Records for the exercise:
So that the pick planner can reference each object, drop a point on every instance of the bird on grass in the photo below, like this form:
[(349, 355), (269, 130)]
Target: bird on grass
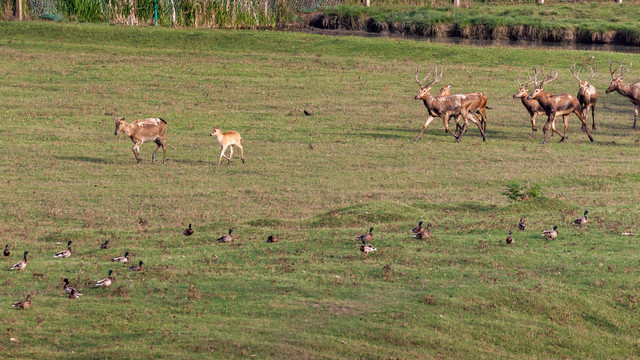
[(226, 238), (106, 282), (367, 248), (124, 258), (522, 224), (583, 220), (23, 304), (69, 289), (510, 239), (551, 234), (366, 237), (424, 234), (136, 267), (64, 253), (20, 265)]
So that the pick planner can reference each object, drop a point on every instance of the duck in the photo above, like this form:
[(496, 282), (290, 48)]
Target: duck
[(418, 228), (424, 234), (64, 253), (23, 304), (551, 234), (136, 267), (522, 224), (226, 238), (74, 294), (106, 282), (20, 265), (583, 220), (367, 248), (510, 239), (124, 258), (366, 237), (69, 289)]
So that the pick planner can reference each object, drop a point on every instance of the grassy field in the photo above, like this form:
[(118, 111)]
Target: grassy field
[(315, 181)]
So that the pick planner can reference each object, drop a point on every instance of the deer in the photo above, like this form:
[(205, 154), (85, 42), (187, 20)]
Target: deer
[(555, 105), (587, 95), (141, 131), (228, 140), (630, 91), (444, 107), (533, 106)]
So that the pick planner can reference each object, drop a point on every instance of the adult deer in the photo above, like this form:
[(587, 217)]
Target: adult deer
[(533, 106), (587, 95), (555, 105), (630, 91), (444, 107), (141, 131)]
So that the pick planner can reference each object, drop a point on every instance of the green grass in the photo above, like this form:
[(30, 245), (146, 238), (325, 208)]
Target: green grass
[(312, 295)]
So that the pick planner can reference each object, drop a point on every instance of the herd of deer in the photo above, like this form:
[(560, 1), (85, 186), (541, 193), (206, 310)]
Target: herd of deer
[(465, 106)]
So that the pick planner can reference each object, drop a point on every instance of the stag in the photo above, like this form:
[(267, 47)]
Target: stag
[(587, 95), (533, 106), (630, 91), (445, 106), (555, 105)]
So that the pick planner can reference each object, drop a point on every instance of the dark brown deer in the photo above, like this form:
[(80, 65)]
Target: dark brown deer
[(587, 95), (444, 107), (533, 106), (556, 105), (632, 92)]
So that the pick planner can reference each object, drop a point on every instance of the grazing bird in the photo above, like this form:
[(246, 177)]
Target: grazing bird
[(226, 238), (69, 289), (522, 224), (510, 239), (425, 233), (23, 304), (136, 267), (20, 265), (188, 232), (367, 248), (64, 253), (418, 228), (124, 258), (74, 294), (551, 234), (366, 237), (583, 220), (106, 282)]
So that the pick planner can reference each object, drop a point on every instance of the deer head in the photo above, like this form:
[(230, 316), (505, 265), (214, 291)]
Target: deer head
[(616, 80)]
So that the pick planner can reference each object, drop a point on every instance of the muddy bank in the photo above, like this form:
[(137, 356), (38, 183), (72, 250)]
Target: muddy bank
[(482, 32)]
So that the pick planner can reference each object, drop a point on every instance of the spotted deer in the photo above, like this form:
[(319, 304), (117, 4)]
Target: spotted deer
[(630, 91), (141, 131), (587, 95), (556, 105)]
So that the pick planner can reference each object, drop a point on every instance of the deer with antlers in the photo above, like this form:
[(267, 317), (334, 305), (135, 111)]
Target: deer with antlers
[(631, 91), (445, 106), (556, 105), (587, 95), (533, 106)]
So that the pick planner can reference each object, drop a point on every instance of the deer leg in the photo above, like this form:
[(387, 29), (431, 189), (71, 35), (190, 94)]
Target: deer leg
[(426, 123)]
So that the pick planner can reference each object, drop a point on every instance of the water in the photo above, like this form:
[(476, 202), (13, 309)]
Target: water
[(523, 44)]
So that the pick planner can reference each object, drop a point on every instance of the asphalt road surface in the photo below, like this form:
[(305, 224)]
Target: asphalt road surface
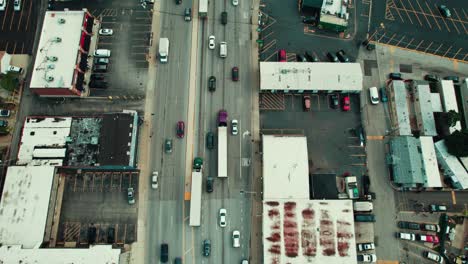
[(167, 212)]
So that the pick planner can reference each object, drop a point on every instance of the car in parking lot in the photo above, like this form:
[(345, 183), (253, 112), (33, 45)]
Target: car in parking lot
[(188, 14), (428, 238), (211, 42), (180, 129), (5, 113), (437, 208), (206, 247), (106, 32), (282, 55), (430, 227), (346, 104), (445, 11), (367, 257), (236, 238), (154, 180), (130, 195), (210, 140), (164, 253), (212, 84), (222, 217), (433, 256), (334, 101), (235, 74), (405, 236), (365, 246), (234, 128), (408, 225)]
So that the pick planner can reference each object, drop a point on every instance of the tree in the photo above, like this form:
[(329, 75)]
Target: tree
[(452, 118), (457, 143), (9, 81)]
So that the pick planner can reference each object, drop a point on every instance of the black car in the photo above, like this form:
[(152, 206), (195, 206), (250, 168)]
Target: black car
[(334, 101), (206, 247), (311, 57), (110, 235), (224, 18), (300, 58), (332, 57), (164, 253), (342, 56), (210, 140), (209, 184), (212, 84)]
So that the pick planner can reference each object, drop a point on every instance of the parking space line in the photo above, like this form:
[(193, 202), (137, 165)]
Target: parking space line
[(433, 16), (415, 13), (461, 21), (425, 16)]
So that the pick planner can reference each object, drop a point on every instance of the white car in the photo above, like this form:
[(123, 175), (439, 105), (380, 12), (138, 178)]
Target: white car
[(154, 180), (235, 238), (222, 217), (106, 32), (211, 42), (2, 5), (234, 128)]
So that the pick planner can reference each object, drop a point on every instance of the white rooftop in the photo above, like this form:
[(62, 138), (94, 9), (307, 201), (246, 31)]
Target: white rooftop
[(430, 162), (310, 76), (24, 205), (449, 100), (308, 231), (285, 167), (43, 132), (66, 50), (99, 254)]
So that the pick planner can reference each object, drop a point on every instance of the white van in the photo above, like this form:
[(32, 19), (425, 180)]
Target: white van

Exercise details:
Quote all of the records above verbatim, leaving out the pictures.

Result:
So that the pick planner can reference each object, drop a point on every instance of the bird on grass in the photo below, like this form:
[(349, 355), (269, 130)]
Target: bird on grass
[(226, 238), (106, 282), (367, 248), (124, 258), (522, 224), (583, 220), (23, 304), (69, 289), (510, 239), (551, 234), (366, 237), (424, 234), (136, 267), (64, 253), (20, 265)]
So that the pick planner can reference each object, drop a point on every instance of the duck in the photo above, like this form:
[(496, 282), (290, 48)]
Target: duck
[(418, 228), (424, 234), (64, 253), (23, 304), (551, 234), (136, 267), (522, 224), (226, 238), (74, 294), (106, 282), (20, 265), (583, 220), (367, 248), (510, 239), (124, 258), (366, 237), (69, 289)]
So that the pick planner can reference each object, drop a point on every instance of the grassy field in the photo above, like this form:
[(118, 111)]
Target: grassy field
[(315, 181)]
So that the pick planner can reference each object, drop a point on every instance of the deer in the photo above, like this form:
[(205, 154), (85, 42), (187, 20)]
Target: deer
[(555, 105), (587, 95), (141, 131), (228, 140), (630, 91), (444, 107), (533, 106)]
So that the pick planner can reference each object, drop a point on every instance of the adult deer in the photo above, like this form:
[(587, 217)]
Target: adult deer
[(533, 106), (587, 95), (555, 105), (630, 91), (444, 107), (141, 131)]
So that the pick planner can reference each object, drop a point on every instance of the green grass in the photo above, like this form:
[(30, 245), (146, 238), (325, 208)]
Target: green grass
[(312, 295)]
So that the pick planner can reference each object, drop a point on every instance of the herd of deer in the photo above, like this form:
[(560, 1), (85, 186), (541, 193), (206, 310)]
Target: herd of deer
[(465, 106)]
So that the pick planner can reference each object, drop a point on every instance of the stag in the photo above, like this form:
[(267, 47)]
Target: stag
[(587, 95), (533, 106), (630, 91), (445, 106), (555, 105)]
So that the pick planner can reference each object, drop a point on every instance of the dark brown deer in the photo above, like this form:
[(80, 65)]
Target: dark brown deer
[(587, 95), (444, 107), (533, 106), (556, 105), (632, 92)]
So that the pick planner can reference each object, drop a point on every instance of the grazing bird in the photo above, like this form:
[(246, 177)]
Target: grazing bird
[(226, 238), (69, 289), (522, 224), (510, 239), (425, 233), (23, 304), (136, 267), (20, 265), (188, 232), (367, 248), (64, 253), (418, 228), (124, 258), (74, 294), (551, 234), (366, 237), (583, 220), (106, 282)]
So that the pick planner can reference each object, drop a point on every instance of the deer head in the photo above, like this form:
[(230, 316), (505, 265), (214, 291)]
Target: deer head
[(616, 80)]
So that the pick planner can reference each object, drop a point on every instance of the muddy bank in the photo above, like this form:
[(137, 356), (38, 183), (72, 250)]
Target: muddy bank
[(482, 32)]
So that the pick planner can reference each object, drop a point on every instance of the spotted deer in the photo above, like this form:
[(319, 304), (117, 4)]
Target: spotted deer
[(630, 91), (141, 131), (587, 95), (556, 105)]
So that the pick planner can reference each object, drop a point on every instance of the deer with antlers in the photo above, like this form:
[(267, 317), (334, 305), (135, 111)]
Target: deer with antlers
[(631, 91), (445, 106), (556, 105), (587, 95), (533, 106)]
So that the pick planner can reference each object, drop a point on every instance of the deer leg in the photo above, like this form:
[(387, 29), (431, 189), (71, 35), (190, 94)]
Target: deer leg
[(426, 123)]
So that the pick planner can reference each object, drop a point on every instance of the water in the photo above, like this form:
[(476, 202), (13, 309)]
Target: water
[(523, 44)]
So that the pick planner can reference each object, drop a point on every instance of the asphalt road surface in the photo below, like this form:
[(305, 224)]
Target: asphalt road surface
[(167, 212)]
So that the pick planner can reference each object, drop a point on every instance of the car in parking lot in the photo above, like this form:
[(345, 183), (253, 112), (33, 45)]
Target: car in parking lot
[(188, 14), (428, 238), (211, 42), (180, 129), (5, 113), (437, 208), (206, 247), (106, 32), (282, 55), (430, 227), (346, 104), (445, 11), (367, 257), (236, 238), (154, 180), (130, 195), (210, 140), (164, 253), (212, 84), (222, 217), (433, 256), (334, 101), (235, 74), (405, 236), (365, 246), (234, 128), (408, 225)]
So that the pick planner can reference each object, drop a point on every instance of the tree in the photo above, like this form:
[(329, 75)]
Target: tree
[(452, 118), (457, 143), (9, 81)]
So that the pick planner can reference each object, drop a point on every instance of the black car in the photo above, like this form:
[(152, 206), (195, 206), (250, 168)]
Target: black car
[(334, 101), (206, 247), (311, 57), (110, 235), (224, 18), (300, 58), (332, 57), (164, 253), (342, 56), (210, 140), (209, 184), (212, 84)]
So that the pick planner can reference each object, drop a point on every instance of the parking space line in the photo above, like this form:
[(193, 202), (137, 165)]
Target: parking space line
[(433, 16), (415, 13), (461, 21), (425, 16)]
So that the pick planner can reference each object, drop a point on every instance of the white car in the photo above, like this form:
[(123, 175), (439, 105), (380, 12), (138, 178)]
Target: white car
[(154, 180), (235, 238), (222, 217), (106, 32), (211, 42), (2, 5), (234, 128)]
So that the pick planner can reference each object, drop a point on every instance of the white rooftop in the photo above, like this form:
[(62, 138), (94, 9), (307, 201), (246, 31)]
Target: white rooftop
[(430, 162), (310, 76), (24, 205), (449, 100), (308, 231), (285, 167), (43, 132), (66, 50), (99, 254)]
So that the pick planner can reference each object, drop a point on every instance of the white van in the photo above, like this form:
[(32, 19), (425, 180)]
Target: white van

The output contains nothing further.